▶ _Directions for this task_:
Find every line in the records below that contains the word "striped", and copy each such line.

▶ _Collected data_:
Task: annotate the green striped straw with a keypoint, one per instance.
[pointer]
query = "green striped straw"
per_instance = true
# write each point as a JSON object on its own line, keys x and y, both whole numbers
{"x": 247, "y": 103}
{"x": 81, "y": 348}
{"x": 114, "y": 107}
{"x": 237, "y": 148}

▶ _Written solution_:
Task: annotate the green striped straw with a keypoint, one per instance.
query = "green striped straw"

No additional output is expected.